• **Directions**
**A.** Could you print the article on Internet branding ads from "Last month, the" to "showing ad effectiveness.", word for word?
**B.** How would you sum up the article on Internet branding ads in two sentences?
**C.** Can you finish out the next part of the article on Internet branding ads, starting right after its final paragraph?

• **Text shown**
+ + + + +

Armed with new data from four separate research studies, online ad sellers are again pitching reluctant online advertisers that Internet ads are effective for branding. But it’s still a tough sell in the b-to-b space.
"I’m not sure I’m buying it," said Rick Segal, chairman-CEO of HSR Business to Business Inc., Cincinnati. "Clearly, these richer media formats have proved to be more productive than the static horizontal banner," Segal said, pointing to new interactive ad formats introduced by the Interactive Advertising Bureau in February and the focus of much of the new research. "But are they truly productive around branding? We’ve had the greatest success with sales promotion rather than brand building."
Last month, the IAB, DoubleClick Inc., Microsoft Corp.’s MSN and CNet Networks Inc. released results of studies showing that standard banner ads can be effective for branding, and that the new interactive units are particularly effective in raising brand awareness and other metrics showing ad effectiveness.
"I think there’s been a big question out there for a while about whether you can use the Internet to do branding advertising," said Robin Webster, CEO of the IAB and former exec VP of the Association of National Advertisers, echoing Segal’s concern. "This proves upside down and backwards that branding works. It doesn’t matter if you’re b-to-c or b-to-b."

+ + + + +

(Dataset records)
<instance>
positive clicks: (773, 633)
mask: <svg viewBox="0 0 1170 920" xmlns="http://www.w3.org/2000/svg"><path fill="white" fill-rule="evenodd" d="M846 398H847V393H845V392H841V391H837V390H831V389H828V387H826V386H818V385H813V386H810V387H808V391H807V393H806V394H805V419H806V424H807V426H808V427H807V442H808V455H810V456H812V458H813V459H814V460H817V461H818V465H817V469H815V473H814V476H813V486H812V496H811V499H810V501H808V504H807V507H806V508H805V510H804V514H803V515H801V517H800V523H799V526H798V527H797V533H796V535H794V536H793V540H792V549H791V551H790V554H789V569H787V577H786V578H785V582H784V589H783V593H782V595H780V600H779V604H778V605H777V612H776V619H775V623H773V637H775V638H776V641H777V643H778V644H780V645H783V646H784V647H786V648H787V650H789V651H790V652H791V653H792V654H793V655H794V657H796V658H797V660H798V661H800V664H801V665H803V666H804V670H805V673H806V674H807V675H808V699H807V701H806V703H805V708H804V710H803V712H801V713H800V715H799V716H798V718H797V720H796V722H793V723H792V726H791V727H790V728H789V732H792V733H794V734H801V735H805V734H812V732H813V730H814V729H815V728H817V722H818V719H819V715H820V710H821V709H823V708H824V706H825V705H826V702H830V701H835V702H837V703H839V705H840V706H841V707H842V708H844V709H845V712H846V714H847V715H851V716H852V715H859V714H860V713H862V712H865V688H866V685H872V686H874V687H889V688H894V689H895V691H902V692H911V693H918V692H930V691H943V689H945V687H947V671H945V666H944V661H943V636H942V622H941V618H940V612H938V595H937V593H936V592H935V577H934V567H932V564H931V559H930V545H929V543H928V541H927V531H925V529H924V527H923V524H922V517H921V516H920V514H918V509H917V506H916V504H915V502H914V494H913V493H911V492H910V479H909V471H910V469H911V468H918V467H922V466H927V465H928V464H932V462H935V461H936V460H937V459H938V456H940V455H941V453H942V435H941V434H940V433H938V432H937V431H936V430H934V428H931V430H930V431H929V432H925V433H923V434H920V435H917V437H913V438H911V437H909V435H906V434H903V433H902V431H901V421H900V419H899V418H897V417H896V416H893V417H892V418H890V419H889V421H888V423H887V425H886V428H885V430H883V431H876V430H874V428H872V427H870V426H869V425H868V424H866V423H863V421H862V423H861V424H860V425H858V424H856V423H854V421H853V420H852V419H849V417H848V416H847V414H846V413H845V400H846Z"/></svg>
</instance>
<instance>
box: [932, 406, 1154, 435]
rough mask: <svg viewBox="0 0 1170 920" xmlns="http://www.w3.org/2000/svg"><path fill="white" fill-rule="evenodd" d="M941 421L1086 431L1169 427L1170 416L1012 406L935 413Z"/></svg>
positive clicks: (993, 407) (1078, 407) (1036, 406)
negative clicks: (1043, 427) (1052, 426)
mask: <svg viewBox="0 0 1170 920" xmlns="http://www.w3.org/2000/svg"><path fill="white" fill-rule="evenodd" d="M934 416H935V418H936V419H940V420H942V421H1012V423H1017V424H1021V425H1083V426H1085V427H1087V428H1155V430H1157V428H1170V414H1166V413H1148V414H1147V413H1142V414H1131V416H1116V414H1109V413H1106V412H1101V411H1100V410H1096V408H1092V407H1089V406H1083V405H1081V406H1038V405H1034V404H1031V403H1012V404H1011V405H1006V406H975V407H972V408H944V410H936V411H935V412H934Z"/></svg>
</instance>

+ + + + +

• **Per-task answers**
**A.**
Last month, the IAB, DoubleClick Inc., Microsoft Corp.’s MSN and CNet Networks Inc. released results of studies showing that standard banner ads can be effective for branding, and that the new interactive units are particularly effective in raising brand awareness and other metrics showing ad effectiveness.

**B.** Online ad sellers are citing four studies, released last month by the IAB, DoubleClick, MSN and CNet, which show that banner ads can build brands and that the new interactive units are especially effective at raising brand awareness. Rick Segal of HSR Business to Business doubts the claim for b-to-b and reports more success with sales promotion, while IAB CEO Robin Webster says the research proves branding works for both b-to-c and b-to-b.

**C.**
Following are the findings of the research:
•The IAB study, conducted by Dynamic Logic, found that the new larger ad units are 25% more effective in lifting key brand metrics such as brand awareness and message association, even after one exposure. Additional exposures significantly increase persuasion metrics such as purchase intent.
•The DoubleClick study, conducted by Diameter, showed that on average, banner ads increased brand measures by 56%, large rectangles increased brand measures by 86%, and interstitial ads increased brand measures by 194%. The brand measures used were aided brand awareness, aided advertising awareness, ad attribute recall and ad recall.
•The MSN study, also conducted by Dynamic Logic, found that skyscraper ads lifted brand awareness by 16%, four times the average lift among all campaigns Dynamic Logic tested. The study also found that interactive dynamic HTML (dHTML) units lifted awareness by 13%, double the performance of the non-interactive creative in the campaigns.
•The CNet research, conducted by Millward Brown IntelliQuest, found that for CNet "message-plus units," which are larger, interactive ads, unaided brand awareness increased 55% over the control group and brand recognition increased 30% over the control group.
"The larger units really are effective in stopping people and getting them to look at the messaging," said Cheryl Brink, VP-research and business intelligence at CNet.
She said eye-tracking (a specialized type of research that uses photographic technology to track eye movements of users viewing ads) showed that users spent on average between seven and eight seconds looking at the larger message-plus units, compared with one to two seconds for standard banner ads.
"[Advertisers] achieved their goal of breaking through the clutter, with a clear point of difference," Brink said, although she declined to name the advertisers who participated in the research. They were all b-to-b advertisers, she said.